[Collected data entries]
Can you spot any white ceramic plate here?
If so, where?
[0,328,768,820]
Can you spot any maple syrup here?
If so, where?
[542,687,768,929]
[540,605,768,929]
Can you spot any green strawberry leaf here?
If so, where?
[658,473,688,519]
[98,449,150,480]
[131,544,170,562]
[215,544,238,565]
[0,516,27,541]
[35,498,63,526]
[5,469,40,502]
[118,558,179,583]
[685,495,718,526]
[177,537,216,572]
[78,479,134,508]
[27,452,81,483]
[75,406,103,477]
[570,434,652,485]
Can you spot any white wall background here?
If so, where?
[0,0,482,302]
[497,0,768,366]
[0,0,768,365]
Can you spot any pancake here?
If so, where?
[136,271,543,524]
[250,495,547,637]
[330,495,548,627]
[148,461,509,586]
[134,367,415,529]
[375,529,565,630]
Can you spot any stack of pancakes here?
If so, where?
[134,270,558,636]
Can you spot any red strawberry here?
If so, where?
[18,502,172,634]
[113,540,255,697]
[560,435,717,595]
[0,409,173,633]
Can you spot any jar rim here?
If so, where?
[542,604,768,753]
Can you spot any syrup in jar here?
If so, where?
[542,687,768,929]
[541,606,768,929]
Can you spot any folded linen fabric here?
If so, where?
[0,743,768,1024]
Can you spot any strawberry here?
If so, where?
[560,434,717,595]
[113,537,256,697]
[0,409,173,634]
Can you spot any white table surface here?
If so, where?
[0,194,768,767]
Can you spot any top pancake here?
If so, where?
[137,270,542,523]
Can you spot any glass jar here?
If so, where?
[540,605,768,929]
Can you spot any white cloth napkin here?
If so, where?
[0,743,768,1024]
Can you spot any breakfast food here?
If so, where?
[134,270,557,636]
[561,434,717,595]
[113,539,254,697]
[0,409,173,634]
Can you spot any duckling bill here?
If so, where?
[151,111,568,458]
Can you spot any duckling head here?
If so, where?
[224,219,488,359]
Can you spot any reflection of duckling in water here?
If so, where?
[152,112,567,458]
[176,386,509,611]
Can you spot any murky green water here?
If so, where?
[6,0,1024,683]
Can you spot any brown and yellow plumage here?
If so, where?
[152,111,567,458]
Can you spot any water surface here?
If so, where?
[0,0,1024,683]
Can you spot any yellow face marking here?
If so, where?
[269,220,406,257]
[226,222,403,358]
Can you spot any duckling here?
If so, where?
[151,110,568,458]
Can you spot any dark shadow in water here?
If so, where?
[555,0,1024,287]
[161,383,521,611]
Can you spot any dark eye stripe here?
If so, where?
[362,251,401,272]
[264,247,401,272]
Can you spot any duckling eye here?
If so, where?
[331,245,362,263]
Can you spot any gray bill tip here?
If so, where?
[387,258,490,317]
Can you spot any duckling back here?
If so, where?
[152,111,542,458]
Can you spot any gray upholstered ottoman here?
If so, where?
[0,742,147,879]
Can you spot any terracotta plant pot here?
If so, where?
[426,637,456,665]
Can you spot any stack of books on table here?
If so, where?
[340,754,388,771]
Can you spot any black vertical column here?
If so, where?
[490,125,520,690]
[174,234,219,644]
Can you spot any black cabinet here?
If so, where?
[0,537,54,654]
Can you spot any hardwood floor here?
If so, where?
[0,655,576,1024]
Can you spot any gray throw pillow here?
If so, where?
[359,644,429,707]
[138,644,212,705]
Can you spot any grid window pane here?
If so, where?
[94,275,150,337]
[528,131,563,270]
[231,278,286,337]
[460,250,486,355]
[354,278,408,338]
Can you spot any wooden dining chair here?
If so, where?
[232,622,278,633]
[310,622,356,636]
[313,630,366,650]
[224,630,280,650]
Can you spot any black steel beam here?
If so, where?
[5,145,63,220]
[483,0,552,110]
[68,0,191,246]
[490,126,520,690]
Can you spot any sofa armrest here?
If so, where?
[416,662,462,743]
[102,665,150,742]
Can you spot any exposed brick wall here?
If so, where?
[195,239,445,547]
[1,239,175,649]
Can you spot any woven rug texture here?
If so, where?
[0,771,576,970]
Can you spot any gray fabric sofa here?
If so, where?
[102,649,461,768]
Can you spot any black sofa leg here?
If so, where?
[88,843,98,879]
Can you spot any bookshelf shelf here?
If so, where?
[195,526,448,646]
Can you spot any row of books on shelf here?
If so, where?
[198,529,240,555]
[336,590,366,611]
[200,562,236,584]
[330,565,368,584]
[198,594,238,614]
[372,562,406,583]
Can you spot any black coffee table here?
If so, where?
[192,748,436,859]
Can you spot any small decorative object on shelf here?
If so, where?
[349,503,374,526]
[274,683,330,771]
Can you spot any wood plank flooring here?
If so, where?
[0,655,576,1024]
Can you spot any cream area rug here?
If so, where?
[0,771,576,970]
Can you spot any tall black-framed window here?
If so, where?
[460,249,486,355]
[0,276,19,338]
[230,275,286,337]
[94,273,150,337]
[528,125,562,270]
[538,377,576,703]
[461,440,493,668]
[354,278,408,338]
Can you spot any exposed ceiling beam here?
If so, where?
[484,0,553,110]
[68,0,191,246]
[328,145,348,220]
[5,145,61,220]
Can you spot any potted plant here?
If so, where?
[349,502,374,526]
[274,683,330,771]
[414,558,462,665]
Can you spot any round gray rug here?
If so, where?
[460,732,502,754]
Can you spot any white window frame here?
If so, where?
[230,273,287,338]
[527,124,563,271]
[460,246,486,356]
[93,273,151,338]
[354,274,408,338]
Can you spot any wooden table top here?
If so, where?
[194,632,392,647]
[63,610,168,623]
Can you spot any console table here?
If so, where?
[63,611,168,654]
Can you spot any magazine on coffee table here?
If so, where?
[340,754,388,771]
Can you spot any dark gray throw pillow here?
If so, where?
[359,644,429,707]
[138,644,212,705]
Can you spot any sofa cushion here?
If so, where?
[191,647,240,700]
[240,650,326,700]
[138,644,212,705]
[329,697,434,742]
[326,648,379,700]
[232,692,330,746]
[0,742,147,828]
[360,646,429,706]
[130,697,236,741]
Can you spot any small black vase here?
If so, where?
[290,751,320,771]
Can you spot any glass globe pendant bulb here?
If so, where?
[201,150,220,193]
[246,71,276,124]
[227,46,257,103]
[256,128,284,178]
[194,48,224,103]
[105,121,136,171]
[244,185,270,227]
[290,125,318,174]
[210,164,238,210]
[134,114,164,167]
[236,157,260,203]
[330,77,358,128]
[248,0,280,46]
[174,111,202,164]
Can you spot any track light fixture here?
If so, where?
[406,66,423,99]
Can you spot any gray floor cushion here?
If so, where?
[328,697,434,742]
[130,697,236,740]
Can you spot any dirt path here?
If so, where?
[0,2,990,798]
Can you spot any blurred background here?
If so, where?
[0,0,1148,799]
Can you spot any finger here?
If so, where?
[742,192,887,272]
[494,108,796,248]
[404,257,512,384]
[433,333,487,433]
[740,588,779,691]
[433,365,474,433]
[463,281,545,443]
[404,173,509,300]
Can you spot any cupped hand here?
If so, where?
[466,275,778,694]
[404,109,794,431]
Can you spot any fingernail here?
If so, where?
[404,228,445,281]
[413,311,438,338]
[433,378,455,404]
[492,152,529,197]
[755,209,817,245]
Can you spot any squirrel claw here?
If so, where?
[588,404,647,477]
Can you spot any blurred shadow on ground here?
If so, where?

Work to complete => Can you rewrite the material, starting at the line that has "Can you spot any murky green water here?" and stopping after the line that has "[426,637,456,665]", with "duckling" changed to "gosling" and nothing else altered?

Final result =>
Can you spot any murky green water here?
If so, where?
[6,0,1024,683]
Can you spot any brown and yellow plumage here?
If so, where?
[152,111,567,458]
Can you spot any water surface here?
If so, where?
[0,0,1024,683]
Can you spot any yellow face marking here?
If so, where?
[269,220,406,257]
[226,222,403,358]
Can you spot any gosling here?
If so, where?
[151,110,568,458]
Can you spot any dark shadow in water here?
If so, where?
[555,0,1024,287]
[161,383,521,611]
Can you spot any dark eye stripe here?
If so, where?
[362,251,401,272]
[264,247,401,272]
Can you spot any gosling eye here?
If so, where?
[331,245,362,263]
Can you spot any gray bill tip here?
If so, where?
[387,258,490,317]
Can you spot any gosling back here?
If so, where?
[152,111,542,458]
Can you spot any gray upholstered ottoman here?
If so, where?
[0,742,147,879]
Can you spot any terracotta plant pot here?
If so, where?
[426,637,456,665]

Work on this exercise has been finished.